• [TEXTO SELECIONADO]:
>>

JOÃO PEREIRA COUTINHO

As democracias midiáticas

O que sucede quando a maioria escolhe mal? Ou escolhe o candidato errado pelos motivos errados?

O BRASIL não existe para o jornalismo português. Exceto quando nasce um fenômeno midiático.

Se perguntarem a um português anônimo quem foi Fernando Henrique Cardoso (que passou recentemente por Lisboa, com pompa e circunstância) ou o que significa o julgamento do mensalão, o lusitano terá dificuldades sérias em juntar duas ideias sérias a respeito. "Lula", sim, acende umas luzes, e não apenas gastronômicas. "Dilma", coitada, volta a apagá-las.

Mas se falarem do palhaço Tiririca, o português anônimo rasga um sorriso de orelha a orelha e completa: "Pior do que está, não fica". Tiririca foi o último grande estadista brasileiro a cruzar o Atlântico.

<<

• [DADOS COLETADOS]:
>>

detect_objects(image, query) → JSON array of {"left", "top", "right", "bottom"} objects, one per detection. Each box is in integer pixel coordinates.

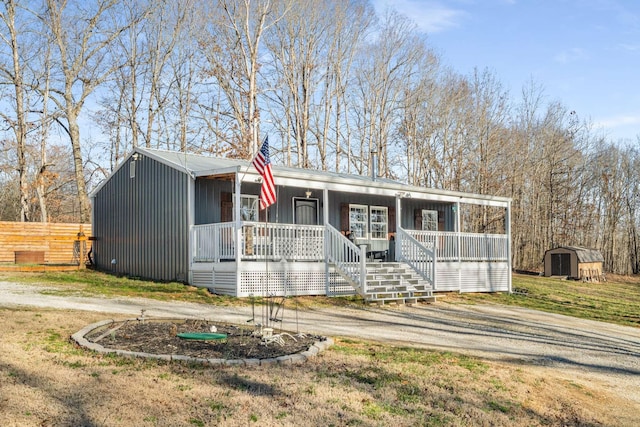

<<

• [TAREFAS]:
1: Segundo o texto sobre as democracias midiáticas, em que circunstância o Brasil passa a existir para o jornalismo português? Responda em uma a três frases.
2: Transcreva do texto sobre as democracias midiáticas o trecho que vai de "O que sucede" até "um fenômeno midiático.", incluindo essas palavras.
Baseie-se somente no texto, sem recorrer à listagem nem a outras fontes.

• [RESPOSTAS]:
1: O Brasil só passa a existir para o jornalismo português quando nasce um fenômeno midiático. Fora disso, o país não existe para esse jornalismo.

2:
O que sucede quando a maioria escolhe mal? Ou escolhe o candidato errado pelos motivos errados?

O BRASIL não existe para o jornalismo português. Exceto quando nasce um fenômeno midiático.